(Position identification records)
§ §

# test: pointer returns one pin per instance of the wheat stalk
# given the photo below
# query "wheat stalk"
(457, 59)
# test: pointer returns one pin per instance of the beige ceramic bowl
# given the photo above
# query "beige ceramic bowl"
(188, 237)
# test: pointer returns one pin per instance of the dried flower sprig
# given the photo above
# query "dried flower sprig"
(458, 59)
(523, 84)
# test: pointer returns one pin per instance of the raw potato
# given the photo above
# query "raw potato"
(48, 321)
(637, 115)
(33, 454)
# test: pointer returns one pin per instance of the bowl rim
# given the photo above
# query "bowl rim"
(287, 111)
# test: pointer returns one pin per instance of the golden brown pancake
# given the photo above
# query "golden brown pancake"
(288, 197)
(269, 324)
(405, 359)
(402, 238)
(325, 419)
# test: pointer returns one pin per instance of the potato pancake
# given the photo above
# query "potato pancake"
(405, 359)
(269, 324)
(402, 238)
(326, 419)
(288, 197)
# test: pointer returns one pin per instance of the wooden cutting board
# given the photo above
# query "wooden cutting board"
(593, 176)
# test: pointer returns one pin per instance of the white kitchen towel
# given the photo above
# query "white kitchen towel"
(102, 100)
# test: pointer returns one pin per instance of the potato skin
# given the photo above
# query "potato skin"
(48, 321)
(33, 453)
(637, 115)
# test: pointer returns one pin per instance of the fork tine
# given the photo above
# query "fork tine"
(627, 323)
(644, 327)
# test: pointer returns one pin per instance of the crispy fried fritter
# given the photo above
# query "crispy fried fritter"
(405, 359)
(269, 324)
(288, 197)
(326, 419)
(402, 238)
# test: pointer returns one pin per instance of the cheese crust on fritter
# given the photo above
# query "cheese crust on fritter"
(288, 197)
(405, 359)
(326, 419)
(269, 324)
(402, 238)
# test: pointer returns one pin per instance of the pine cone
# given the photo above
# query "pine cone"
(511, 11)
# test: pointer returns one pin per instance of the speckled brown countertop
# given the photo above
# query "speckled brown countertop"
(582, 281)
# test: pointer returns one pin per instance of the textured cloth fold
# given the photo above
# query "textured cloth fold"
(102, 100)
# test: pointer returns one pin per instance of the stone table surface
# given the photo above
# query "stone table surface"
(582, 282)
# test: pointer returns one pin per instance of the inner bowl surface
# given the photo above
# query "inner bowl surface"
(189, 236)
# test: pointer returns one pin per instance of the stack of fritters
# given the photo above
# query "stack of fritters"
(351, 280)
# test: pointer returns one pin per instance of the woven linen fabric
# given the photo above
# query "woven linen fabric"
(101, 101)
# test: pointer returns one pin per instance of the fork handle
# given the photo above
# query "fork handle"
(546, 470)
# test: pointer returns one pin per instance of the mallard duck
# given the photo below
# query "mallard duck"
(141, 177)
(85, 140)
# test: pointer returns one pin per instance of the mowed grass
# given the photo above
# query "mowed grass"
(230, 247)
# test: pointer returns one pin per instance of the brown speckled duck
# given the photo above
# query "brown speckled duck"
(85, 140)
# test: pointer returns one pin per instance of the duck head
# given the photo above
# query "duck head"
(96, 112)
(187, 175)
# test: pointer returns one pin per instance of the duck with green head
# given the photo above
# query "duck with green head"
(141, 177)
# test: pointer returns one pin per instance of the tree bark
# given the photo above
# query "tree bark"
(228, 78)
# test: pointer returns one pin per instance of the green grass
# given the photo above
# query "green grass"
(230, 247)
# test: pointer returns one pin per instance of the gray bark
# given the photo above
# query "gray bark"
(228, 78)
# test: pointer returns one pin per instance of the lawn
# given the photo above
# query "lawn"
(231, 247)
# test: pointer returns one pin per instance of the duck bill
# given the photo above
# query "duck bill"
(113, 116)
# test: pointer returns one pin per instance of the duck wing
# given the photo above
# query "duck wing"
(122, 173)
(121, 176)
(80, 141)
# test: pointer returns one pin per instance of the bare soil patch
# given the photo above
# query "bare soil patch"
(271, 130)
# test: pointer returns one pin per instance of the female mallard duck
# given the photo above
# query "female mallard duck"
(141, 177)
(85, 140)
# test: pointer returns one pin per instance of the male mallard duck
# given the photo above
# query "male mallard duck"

§ §

Copy all of the data above word for word, with nothing changed.

# test: pointer returns one pin per instance of the wheat stalk
# given the photo below
# query "wheat stalk"
(457, 59)
# test: pointer returns one pin per instance of the beige ceramic bowl
# given the photo above
# query "beige ceramic bowl"
(188, 237)
# test: pointer returns one pin per instance of the dried flower sprig
# given the photo above
# query "dried flower sprig"
(458, 59)
(523, 84)
# test: pointer returns one pin per instance of the raw potato
# given the photo above
# query "raw potato"
(48, 321)
(637, 115)
(33, 454)
# test: pointer returns one pin per instance of the bowl rim
# given the photo above
# query "bowl rim"
(287, 111)
# test: pointer returns one pin per instance of the golden brown pancake
# given the photo above
# query "golden brown pancake"
(288, 197)
(269, 324)
(405, 359)
(402, 238)
(325, 419)
# test: pointer returns one pin per instance of the potato pancake
# given the photo above
# query "potato pancake"
(405, 359)
(269, 324)
(402, 238)
(326, 419)
(288, 197)
# test: pointer returns one pin per instance of the wooden cutting board
# given the photo above
# query "wooden cutting board"
(593, 176)
# test: pointer returns one pin per instance of the white kitchen towel
# given the photo above
# query "white kitchen towel"
(102, 100)
# test: pointer returns one pin per instance of the potato skin
# given the photo above
# query "potato skin"
(48, 321)
(33, 453)
(637, 115)
# test: pointer returns one pin per instance of the fork tine
# given the photo above
# query "fork tine"
(627, 323)
(644, 327)
# test: pointer returns one pin per instance of the crispy fried fritter
# given the photo above
# query "crispy fried fritter"
(405, 359)
(269, 324)
(288, 197)
(326, 419)
(402, 238)
# test: pointer returns one pin per instance of the cheese crust on fritter
# given the photo above
# query "cheese crust on fritter"
(288, 197)
(405, 359)
(326, 419)
(269, 324)
(402, 238)
# test: pointer returns one pin per instance of the pine cone
# given the photo above
# query "pine cone"
(511, 11)
# test: pointer returns one pin per instance of the speckled brown countertop
# given the photo above
# query "speckled brown countertop"
(582, 281)
# test: pointer returns one pin per instance of the textured cloth fold
# given the photo above
# query "textured cloth fold"
(102, 100)
# test: pointer returns one pin per instance of the stone table surface
# given the photo above
# query "stone table surface"
(582, 282)
# test: pointer returns one pin per instance of the inner bowl surface
# given the photo above
# query "inner bowl surface"
(189, 236)
# test: pointer returns one pin per instance of the stack of fritters
# given the photo above
# query "stack of fritters"
(351, 280)
# test: pointer returns one pin per instance of the woven linen fabric
# given the photo above
# query "woven linen fabric"
(101, 101)
# test: pointer returns one pin per instance of the fork handle
# given the photo above
# query "fork handle"
(546, 470)
# test: pointer returns one pin per instance of the mallard duck
# given the photo below
# query "mallard duck"
(141, 177)
(85, 140)
# test: pointer returns one pin per instance of the mowed grass
# given the photo above
# query "mowed grass"
(230, 247)
# test: pointer returns one pin per instance of the brown speckled duck
# given the photo above
# query "brown speckled duck"
(85, 140)
# test: pointer returns one pin per instance of the duck head
# given the photo above
# query "duck head"
(96, 112)
(187, 175)
# test: pointer returns one pin per instance of the duck with green head
# given the photo above
# query "duck with green head"
(141, 177)
# test: pointer returns one pin per instance of the tree bark
# given the photo above
# query "tree bark"
(228, 78)
# test: pointer returns one pin per instance of the green grass
# given the photo above
# query "green grass"
(230, 247)
# test: pointer returns one pin per instance of the gray bark
# given the photo above
# query "gray bark"
(228, 78)
# test: pointer returns one pin per instance of the lawn
# given the photo above
# query "lawn"
(231, 247)
# test: pointer returns one pin per instance of the duck bill
# given the photo above
# query "duck bill"
(113, 116)
# test: pointer returns one pin per instance of the duck wing
# given the photo above
# query "duck wing"
(122, 173)
(121, 176)
(80, 141)
# test: pointer returns one pin per instance of the bare soil patch
# given the photo above
# query "bare soil patch"
(271, 130)
# test: pointer returns one pin per instance of the female mallard duck
# given the photo above
# query "female mallard duck"
(141, 177)
(85, 140)
# test: pointer returns one pin per instance of the male mallard duck
# given the photo above
# query "male mallard duck"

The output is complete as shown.